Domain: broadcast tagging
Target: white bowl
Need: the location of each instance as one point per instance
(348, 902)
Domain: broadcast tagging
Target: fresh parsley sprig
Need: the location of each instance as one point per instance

- [Problem details]: Only the lines from the one holding "Target: fresh parsley sprig" through the final line of the entries, both included, should be given again, word for word.

- [Completed exercise]:
Target: fresh parsley sprig
Need: the location of each instance as one point per instance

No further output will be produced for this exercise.